* **Tasks and exercises**
1) In the interview on mass comment campaigns, how many mass comment campaigns did the EPA receive during the five-year period studied?
2) Recast the part of the listing that opens with its first line and closes with the line containing "xmin=0 ymin=0 xmax=640 ymax=427", both included, as a Markdown table with columns n (row number) and Line, omitting blank lines.

Tom Temin: Let’s begin with the bigger question of mass comment campaigns. They’re nothing new in particular, but they seem to have accelerated in the e-rulemaking age. Tell us the background here and are they really a bad thing?
Steven Balla: Mass comment campaigns are collections of identical and near duplicate comments that are sponsored by organizations and submitted by group members and supporters. Mass comment campaigns are not a new phenomenon. They’ve occurred in rulemaking for decades. In the old days, there were postcard campaigns, and since the advent of e-rule making, mass comment
campaigns have moved online.
Tom Temin: Yeah, and so does the EPA Tend to get more mass comments? I think they do just because of the controversial nature and the back and forth politics of that agency from administration to administration.
Steven Balla: Sure, the reason we focus on the EPA in our study is because it’s obviously an important regulatory policy making agency, but also because it documents mass comments campigns in a systematic and transparent manner. And so what we found is where we studied a recent five year period of EPA rule making, it had received more than 1000 mass comment campaigns. So the phenomenon is quite common in EPA rulemaking.
Tom Temin: Yeah, so 1000. And how many rulemaking activities did that 1000 occur over? Do we know that number?
Steven Balla: Well, it’s certainly the case that there are small number of EPA rule makings that attract the vast majority of attention. So, for example, the waters of the United States rule making, the clean power plan. These were Obama era EPA rule makings that were quite notable, large scale and controversial in certain circles. And so those handful of headline making rule makings attracted the vast majority of mass comment campaigns. And so For example, one single EPA rulemaking attracted more than 300 of the mass comic campaigns in our analysis.
Tom Temin: So 300 different groups. And how many comments did they actually get from those 300 mass comments?
Steven Balla: Well, what’s interesting is the EPA doesn’t put a definition on mass comment campaigns in terms of what’s the minimum number of duplicate and near identical comments that’s required for it to be called a mass comment campaign. And so we found that some mass comment campaigns are what you might expect that is, they’re composed of thousands, tens of thousands, hundreds of thousands, and in rare cases, you know, more than a 1,000,000 identical and near duplicate comments. But there are other mass comment campaigns that are much smaller in scope, so they might just be a couple hundred or even a few dozen comments that are identical and or nearly duplicate in their content.

* **Records for processing**
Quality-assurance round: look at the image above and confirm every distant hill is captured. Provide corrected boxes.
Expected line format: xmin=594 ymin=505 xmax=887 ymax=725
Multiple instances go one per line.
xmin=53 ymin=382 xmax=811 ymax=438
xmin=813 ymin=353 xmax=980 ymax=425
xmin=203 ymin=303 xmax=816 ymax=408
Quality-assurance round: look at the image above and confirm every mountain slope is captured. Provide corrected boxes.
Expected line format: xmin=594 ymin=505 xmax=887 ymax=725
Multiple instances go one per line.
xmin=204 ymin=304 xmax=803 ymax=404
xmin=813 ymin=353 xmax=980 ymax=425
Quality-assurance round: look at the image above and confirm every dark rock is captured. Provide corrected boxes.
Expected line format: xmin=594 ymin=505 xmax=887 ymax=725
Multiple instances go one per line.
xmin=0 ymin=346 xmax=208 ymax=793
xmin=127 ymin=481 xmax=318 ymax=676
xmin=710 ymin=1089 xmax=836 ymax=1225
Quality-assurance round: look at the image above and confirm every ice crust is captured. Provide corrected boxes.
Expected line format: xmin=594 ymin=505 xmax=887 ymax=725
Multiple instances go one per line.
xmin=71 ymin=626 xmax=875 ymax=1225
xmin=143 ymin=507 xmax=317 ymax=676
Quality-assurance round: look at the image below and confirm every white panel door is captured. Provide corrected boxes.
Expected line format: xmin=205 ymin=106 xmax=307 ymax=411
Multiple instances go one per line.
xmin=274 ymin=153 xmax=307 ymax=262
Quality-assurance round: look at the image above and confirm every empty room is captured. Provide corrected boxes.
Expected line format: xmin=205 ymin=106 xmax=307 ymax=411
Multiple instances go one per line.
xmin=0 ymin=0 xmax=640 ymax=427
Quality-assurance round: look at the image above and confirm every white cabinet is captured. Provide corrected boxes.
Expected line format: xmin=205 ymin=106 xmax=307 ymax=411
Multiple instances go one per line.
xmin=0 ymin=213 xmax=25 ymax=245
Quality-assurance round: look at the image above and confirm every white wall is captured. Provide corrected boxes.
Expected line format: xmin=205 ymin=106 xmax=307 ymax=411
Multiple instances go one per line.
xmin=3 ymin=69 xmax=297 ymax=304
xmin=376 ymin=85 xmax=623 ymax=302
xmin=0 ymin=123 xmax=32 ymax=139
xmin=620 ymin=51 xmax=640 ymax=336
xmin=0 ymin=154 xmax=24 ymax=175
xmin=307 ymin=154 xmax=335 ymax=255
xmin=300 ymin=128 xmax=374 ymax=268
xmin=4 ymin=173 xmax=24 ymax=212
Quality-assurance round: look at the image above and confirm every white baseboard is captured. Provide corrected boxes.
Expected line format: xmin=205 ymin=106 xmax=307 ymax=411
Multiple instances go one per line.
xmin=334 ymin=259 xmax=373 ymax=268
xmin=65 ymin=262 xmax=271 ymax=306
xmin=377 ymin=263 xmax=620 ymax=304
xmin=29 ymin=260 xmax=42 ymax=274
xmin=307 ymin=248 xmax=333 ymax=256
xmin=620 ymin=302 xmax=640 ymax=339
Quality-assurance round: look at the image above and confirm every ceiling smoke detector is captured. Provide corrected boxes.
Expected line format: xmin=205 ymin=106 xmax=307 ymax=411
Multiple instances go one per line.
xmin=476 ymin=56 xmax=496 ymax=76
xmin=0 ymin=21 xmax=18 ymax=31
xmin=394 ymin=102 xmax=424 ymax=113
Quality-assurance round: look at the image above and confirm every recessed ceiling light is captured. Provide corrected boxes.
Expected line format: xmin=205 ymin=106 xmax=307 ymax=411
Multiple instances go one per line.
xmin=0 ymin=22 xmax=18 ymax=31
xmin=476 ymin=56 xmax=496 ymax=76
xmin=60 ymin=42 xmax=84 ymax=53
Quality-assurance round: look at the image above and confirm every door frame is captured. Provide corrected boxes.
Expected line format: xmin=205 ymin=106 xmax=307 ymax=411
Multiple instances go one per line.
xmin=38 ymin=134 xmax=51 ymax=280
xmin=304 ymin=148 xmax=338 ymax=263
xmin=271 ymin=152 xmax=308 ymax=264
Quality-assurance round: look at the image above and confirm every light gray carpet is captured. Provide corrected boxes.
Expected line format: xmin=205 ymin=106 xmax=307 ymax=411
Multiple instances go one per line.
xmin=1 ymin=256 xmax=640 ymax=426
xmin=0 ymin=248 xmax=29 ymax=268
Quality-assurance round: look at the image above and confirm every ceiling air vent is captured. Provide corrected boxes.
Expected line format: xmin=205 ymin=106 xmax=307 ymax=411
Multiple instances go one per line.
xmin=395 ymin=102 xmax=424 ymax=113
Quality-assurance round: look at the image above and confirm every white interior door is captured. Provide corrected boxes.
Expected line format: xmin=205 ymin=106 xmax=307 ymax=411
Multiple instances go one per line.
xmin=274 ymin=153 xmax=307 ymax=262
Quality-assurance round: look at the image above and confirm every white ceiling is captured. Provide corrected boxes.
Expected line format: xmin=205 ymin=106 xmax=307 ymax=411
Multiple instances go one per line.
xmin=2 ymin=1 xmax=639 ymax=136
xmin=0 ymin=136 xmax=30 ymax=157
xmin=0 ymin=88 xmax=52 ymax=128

* **Solutions to the exercise**
1) More than 1000.

2)
| n | Line |
|---|---|
| 1 | Quality-assurance round: look at the image above and confirm every distant hill is captured. Provide corrected boxes. |
| 2 | Expected line format: xmin=594 ymin=505 xmax=887 ymax=725 |
| 3 | Multiple instances go one per line. |
| 4 | xmin=53 ymin=382 xmax=811 ymax=438 |
| 5 | xmin=813 ymin=353 xmax=980 ymax=425 |
| 6 | xmin=203 ymin=303 xmax=816 ymax=408 |
| 7 | Quality-assurance round: look at the image above and confirm every mountain slope is captured. Provide corrected boxes. |
| 8 | Expected line format: xmin=594 ymin=505 xmax=887 ymax=725 |
| 9 | Multiple instances go one per line. |
| 10 | xmin=204 ymin=304 xmax=803 ymax=404 |
| 11 | xmin=813 ymin=353 xmax=980 ymax=425 |
| 12 | Quality-assurance round: look at the image above and confirm every dark rock is captured. Provide corrected boxes. |
| 13 | Expected line format: xmin=594 ymin=505 xmax=887 ymax=725 |
| 14 | Multiple instances go one per line. |
| 15 | xmin=0 ymin=346 xmax=208 ymax=793 |
| 16 | xmin=127 ymin=481 xmax=318 ymax=676 |
| 17 | xmin=710 ymin=1089 xmax=836 ymax=1225 |
| 18 | Quality-assurance round: look at the image above and confirm every ice crust is captured. Provide corrected boxes. |
| 19 | Expected line format: xmin=594 ymin=505 xmax=887 ymax=725 |
| 20 | Multiple instances go one per line. |
| 21 | xmin=71 ymin=626 xmax=875 ymax=1225 |
| 22 | xmin=143 ymin=507 xmax=317 ymax=676 |
| 23 | Quality-assurance round: look at the image below and confirm every white panel door is captured. Provide corrected boxes. |
| 24 | Expected line format: xmin=205 ymin=106 xmax=307 ymax=411 |
| 25 | Multiple instances go one per line. |
| 26 | xmin=274 ymin=153 xmax=307 ymax=262 |
| 27 | Quality-assurance round: look at the image above and confirm every empty room is captured. Provide corrected boxes. |
| 28 | Expected line format: xmin=205 ymin=106 xmax=307 ymax=411 |
| 29 | Multiple instances go one per line. |
| 30 | xmin=0 ymin=0 xmax=640 ymax=427 |